▶

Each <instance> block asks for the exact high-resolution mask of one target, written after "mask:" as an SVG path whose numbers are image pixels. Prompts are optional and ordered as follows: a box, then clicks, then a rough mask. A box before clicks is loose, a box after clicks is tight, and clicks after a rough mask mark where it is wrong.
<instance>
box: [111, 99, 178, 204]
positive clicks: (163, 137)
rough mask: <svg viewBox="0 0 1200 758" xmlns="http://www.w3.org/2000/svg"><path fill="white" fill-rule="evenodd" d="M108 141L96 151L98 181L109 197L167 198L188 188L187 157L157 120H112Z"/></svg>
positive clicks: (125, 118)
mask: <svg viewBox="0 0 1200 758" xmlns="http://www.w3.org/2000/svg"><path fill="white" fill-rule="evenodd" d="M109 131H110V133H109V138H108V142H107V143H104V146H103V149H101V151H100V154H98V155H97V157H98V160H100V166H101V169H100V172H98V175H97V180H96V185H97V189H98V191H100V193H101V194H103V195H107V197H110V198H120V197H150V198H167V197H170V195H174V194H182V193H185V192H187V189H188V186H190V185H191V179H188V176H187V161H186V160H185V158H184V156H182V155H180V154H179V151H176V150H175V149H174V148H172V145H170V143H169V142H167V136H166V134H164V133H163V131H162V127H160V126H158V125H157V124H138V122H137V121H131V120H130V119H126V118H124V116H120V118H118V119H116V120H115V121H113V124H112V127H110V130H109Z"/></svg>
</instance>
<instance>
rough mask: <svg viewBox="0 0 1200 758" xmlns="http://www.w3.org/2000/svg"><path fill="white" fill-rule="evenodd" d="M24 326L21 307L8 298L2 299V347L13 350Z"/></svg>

◀

- _Task description_: Copy out every line of the records above word for word, with no changes.

- _Your solution_:
Each <instance> block asks for the exact high-resolution mask of one target, written after "mask:" as an SVG path whose numbers are image pixels. Prompts are optional and ordered as follows: a box, then clicks, then a rough mask. A box before clicks is loose, a box after clicks is tight, and clicks after a rough mask mark where it is wrong.
<instance>
box: [111, 99, 178, 204]
positive clicks: (163, 137)
rough mask: <svg viewBox="0 0 1200 758" xmlns="http://www.w3.org/2000/svg"><path fill="white" fill-rule="evenodd" d="M108 141L96 151L98 181L109 197L167 198L188 188L187 157L157 120H112Z"/></svg>
positive clicks: (125, 118)
mask: <svg viewBox="0 0 1200 758" xmlns="http://www.w3.org/2000/svg"><path fill="white" fill-rule="evenodd" d="M109 131H110V133H109V138H108V142H107V143H104V146H103V149H101V151H100V154H98V155H97V157H98V160H100V166H101V169H100V172H98V175H97V180H96V185H97V189H98V191H100V193H101V194H103V195H107V197H110V198H120V197H150V198H167V197H170V195H174V194H182V193H185V192H187V189H188V186H190V185H191V179H188V176H187V161H186V160H185V158H184V156H182V155H180V154H179V151H176V150H175V149H174V148H172V145H170V143H169V142H167V136H166V134H164V133H163V131H162V127H160V126H158V125H157V124H138V122H137V121H131V120H130V119H126V118H124V116H120V118H118V119H116V120H115V121H113V124H112V127H110V130H109Z"/></svg>
</instance>
<instance>
rough mask: <svg viewBox="0 0 1200 758" xmlns="http://www.w3.org/2000/svg"><path fill="white" fill-rule="evenodd" d="M24 326L21 307L8 298L2 299V347L13 350Z"/></svg>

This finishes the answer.